• **BRIEF**
Among the lines below, take the one holding "Can you find the tree", the one holding "Can you find the grassy bank", and all lines between them. Set them down exactly.
========
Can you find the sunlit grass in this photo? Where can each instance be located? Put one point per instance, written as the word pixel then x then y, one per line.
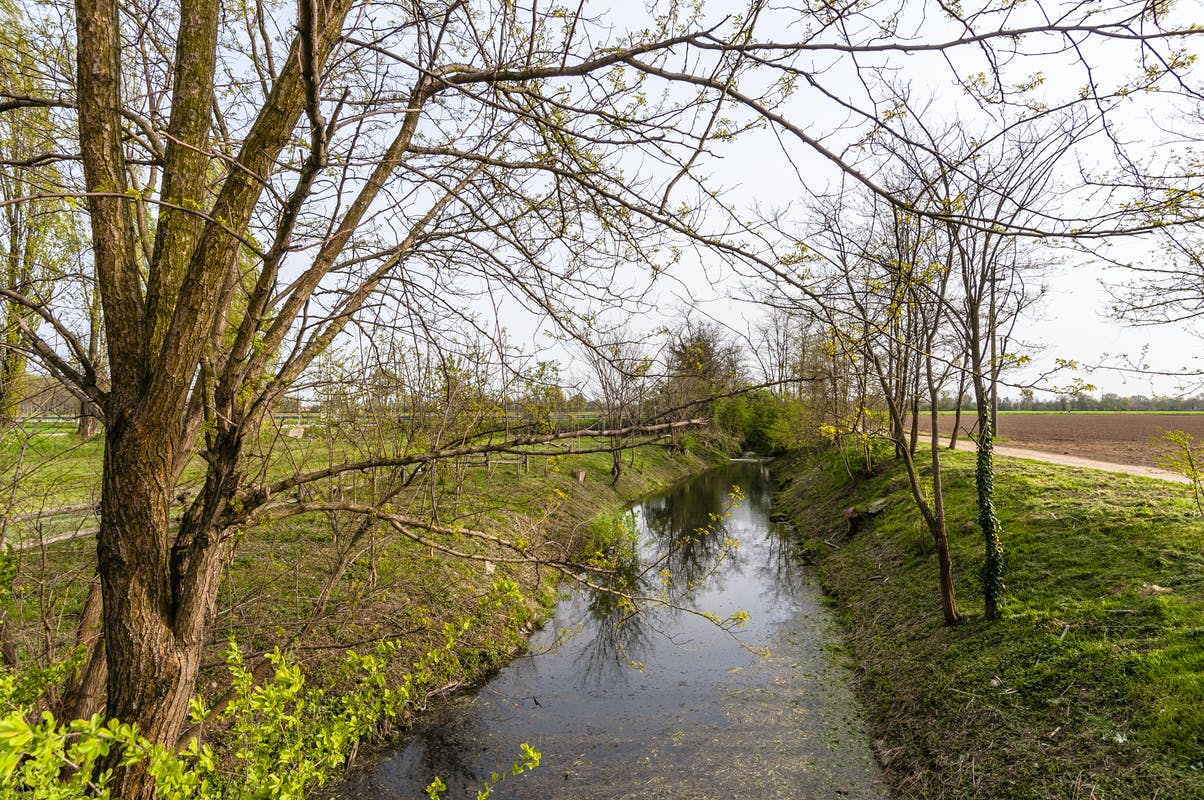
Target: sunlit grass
pixel 1093 682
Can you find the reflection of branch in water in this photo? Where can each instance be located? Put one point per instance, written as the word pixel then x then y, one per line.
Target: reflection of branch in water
pixel 633 593
pixel 448 748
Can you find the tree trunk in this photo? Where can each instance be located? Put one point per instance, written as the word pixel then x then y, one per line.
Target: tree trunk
pixel 84 692
pixel 984 482
pixel 159 599
pixel 88 425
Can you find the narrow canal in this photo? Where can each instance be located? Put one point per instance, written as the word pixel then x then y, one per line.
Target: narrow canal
pixel 665 704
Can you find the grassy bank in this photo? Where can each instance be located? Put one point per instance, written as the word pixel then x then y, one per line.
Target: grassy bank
pixel 458 596
pixel 1092 686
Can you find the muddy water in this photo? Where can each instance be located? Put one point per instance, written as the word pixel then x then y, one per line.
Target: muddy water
pixel 665 704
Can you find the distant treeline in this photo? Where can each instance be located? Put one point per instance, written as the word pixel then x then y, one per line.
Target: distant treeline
pixel 1090 403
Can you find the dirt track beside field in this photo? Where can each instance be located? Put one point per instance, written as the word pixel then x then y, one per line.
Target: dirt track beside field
pixel 1115 439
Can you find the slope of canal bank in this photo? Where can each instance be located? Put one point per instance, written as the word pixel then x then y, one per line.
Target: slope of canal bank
pixel 1091 686
pixel 665 703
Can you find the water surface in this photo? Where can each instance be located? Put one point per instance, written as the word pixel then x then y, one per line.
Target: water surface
pixel 665 704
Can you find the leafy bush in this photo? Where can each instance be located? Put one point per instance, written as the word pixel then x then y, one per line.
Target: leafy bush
pixel 282 740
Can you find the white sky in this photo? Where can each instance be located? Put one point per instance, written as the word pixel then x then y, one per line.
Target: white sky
pixel 1072 323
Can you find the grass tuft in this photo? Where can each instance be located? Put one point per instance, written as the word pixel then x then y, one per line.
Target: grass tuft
pixel 1092 684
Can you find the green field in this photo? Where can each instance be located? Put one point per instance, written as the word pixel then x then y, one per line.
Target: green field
pixel 1092 686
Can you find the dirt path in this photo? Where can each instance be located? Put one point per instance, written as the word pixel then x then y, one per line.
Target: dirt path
pixel 1075 460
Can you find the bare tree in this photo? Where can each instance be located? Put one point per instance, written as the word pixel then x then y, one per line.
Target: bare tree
pixel 254 184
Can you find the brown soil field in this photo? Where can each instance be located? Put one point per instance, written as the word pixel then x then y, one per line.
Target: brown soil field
pixel 1115 437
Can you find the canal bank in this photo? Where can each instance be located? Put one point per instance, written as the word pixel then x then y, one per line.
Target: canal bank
pixel 665 703
pixel 1092 683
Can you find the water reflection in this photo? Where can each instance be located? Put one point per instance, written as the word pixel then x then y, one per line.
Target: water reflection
pixel 649 703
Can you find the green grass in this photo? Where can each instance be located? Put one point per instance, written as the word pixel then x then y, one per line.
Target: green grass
pixel 1093 682
pixel 391 587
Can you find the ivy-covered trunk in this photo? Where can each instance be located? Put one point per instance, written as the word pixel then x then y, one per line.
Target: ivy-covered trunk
pixel 984 482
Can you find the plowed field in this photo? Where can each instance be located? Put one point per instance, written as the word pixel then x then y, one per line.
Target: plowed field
pixel 1115 437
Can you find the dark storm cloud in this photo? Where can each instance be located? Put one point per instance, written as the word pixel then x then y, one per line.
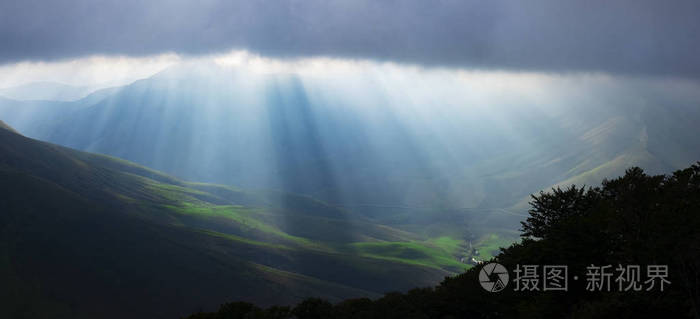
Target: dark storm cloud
pixel 619 36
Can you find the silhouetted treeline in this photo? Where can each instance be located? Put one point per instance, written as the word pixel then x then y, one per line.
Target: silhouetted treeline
pixel 635 219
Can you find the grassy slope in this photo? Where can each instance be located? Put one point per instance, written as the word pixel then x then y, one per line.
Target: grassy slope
pixel 84 233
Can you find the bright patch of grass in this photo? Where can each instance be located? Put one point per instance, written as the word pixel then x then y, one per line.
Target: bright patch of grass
pixel 416 253
pixel 489 245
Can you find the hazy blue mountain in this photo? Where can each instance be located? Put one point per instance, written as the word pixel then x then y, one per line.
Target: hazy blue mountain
pixel 368 149
pixel 49 91
pixel 87 236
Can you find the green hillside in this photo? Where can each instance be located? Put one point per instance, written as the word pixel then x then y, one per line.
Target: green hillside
pixel 87 235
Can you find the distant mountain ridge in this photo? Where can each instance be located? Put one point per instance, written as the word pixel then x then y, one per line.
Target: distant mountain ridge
pixel 88 236
pixel 286 132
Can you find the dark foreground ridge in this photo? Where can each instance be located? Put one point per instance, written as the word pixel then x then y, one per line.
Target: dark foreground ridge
pixel 635 219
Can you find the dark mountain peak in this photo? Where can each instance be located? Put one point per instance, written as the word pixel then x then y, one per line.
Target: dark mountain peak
pixel 7 127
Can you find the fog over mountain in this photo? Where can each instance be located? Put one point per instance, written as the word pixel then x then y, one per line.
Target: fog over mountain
pixel 394 140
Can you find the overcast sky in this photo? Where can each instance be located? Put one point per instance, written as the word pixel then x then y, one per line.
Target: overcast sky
pixel 645 37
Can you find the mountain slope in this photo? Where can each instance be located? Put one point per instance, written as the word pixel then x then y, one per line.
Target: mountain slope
pixel 90 236
pixel 370 148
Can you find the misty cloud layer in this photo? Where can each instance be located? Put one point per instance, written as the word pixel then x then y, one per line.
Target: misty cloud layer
pixel 626 37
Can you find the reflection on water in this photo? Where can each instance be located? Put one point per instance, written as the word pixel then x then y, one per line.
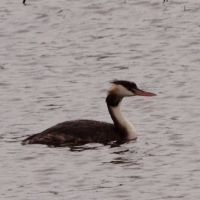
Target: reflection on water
pixel 56 61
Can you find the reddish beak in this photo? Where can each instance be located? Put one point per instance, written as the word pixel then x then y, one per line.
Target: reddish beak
pixel 143 93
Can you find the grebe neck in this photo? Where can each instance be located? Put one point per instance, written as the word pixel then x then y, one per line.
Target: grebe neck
pixel 124 127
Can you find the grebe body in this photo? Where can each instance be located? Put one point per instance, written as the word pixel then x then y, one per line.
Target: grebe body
pixel 88 131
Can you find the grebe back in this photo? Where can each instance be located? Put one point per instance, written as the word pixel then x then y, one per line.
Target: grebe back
pixel 87 131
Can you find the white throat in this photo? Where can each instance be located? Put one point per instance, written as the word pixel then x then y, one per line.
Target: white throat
pixel 116 111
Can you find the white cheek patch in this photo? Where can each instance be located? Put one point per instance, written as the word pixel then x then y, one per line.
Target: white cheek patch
pixel 120 90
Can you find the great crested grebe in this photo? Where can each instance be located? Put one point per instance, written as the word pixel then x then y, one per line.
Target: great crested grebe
pixel 87 131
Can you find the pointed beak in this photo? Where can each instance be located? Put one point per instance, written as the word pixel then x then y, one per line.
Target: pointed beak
pixel 143 93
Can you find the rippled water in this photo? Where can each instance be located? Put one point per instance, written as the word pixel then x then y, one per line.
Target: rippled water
pixel 56 61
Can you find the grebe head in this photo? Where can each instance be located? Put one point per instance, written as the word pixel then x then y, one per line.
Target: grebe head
pixel 120 89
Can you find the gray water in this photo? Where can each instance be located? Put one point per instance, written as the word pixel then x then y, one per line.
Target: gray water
pixel 56 61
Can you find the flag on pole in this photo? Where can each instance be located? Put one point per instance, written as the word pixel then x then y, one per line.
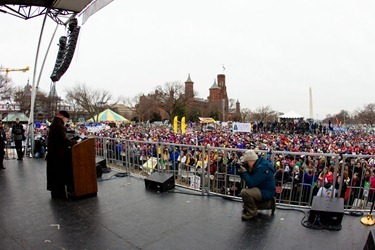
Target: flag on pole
pixel 183 125
pixel 175 124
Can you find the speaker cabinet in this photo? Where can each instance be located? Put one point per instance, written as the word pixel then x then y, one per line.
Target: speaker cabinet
pixel 326 211
pixel 370 245
pixel 160 182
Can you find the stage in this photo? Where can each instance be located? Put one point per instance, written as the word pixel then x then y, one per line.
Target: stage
pixel 124 215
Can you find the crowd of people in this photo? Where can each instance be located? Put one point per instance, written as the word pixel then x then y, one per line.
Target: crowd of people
pixel 307 174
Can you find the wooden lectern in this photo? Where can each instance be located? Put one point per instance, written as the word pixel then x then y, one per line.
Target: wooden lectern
pixel 84 169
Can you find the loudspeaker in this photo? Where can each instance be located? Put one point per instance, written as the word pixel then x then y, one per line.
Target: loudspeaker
pixel 62 64
pixel 326 211
pixel 160 182
pixel 370 245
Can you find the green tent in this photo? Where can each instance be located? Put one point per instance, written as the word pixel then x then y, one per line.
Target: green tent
pixel 11 117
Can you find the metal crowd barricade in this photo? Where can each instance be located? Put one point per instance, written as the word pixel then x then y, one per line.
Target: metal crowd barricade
pixel 214 171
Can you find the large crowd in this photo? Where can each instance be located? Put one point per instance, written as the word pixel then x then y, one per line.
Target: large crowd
pixel 304 172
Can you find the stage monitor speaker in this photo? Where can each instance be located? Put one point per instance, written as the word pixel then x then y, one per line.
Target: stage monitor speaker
pixel 370 244
pixel 326 211
pixel 160 182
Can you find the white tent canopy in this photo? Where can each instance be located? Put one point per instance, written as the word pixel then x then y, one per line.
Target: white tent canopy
pixel 291 115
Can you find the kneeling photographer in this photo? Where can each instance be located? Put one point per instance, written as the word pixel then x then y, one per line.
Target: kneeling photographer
pixel 258 174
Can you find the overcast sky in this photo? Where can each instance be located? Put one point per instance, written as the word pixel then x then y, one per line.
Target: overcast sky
pixel 272 50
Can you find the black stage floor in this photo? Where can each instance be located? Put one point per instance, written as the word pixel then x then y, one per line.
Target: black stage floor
pixel 124 215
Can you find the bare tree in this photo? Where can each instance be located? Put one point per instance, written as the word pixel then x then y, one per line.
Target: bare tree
pixel 133 103
pixel 6 87
pixel 89 100
pixel 367 115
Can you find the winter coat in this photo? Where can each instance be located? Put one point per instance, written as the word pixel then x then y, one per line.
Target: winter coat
pixel 262 177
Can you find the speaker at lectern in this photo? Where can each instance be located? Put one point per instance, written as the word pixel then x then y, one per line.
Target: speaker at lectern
pixel 84 169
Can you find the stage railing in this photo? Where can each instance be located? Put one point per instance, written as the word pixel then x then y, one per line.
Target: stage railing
pixel 212 170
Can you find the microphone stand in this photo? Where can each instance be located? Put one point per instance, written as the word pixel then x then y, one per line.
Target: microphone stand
pixel 368 220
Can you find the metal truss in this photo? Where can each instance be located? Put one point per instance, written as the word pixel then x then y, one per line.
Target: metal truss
pixel 28 12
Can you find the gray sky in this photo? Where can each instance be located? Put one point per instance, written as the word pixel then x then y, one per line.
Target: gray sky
pixel 272 50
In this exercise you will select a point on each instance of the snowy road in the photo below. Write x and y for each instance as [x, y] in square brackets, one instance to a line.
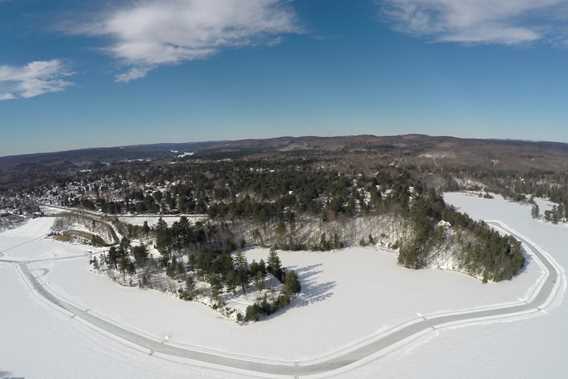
[370, 349]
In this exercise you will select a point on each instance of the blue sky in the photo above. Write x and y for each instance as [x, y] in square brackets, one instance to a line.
[126, 72]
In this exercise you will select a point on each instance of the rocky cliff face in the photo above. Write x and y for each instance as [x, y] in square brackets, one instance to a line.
[86, 224]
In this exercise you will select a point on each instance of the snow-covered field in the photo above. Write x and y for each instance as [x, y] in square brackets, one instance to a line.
[29, 242]
[348, 295]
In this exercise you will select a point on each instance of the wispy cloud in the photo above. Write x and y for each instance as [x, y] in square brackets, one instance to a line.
[150, 33]
[34, 79]
[506, 22]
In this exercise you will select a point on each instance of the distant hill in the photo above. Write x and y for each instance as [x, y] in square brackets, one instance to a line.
[512, 154]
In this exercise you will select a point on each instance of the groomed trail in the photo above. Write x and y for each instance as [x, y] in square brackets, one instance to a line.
[547, 290]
========
• **COMPLETED EXERCISE**
Can you find the tree trunk in this photo? Where can each instance be located? Put one point per instance, written as the word pixel then x then y, one per line.
Target: tree trunk
pixel 84 692
pixel 984 482
pixel 159 599
pixel 88 425
Can you find the narrow canal in this photo? Where can each instance be located? Put one point per instance, written as the word pixel then x then y, one per line.
Target: narrow canal
pixel 665 704
Can you find the grassy bank in this photo? Where can each instance be located? Put one point per instance, written as the word pixel then x then y, one per line.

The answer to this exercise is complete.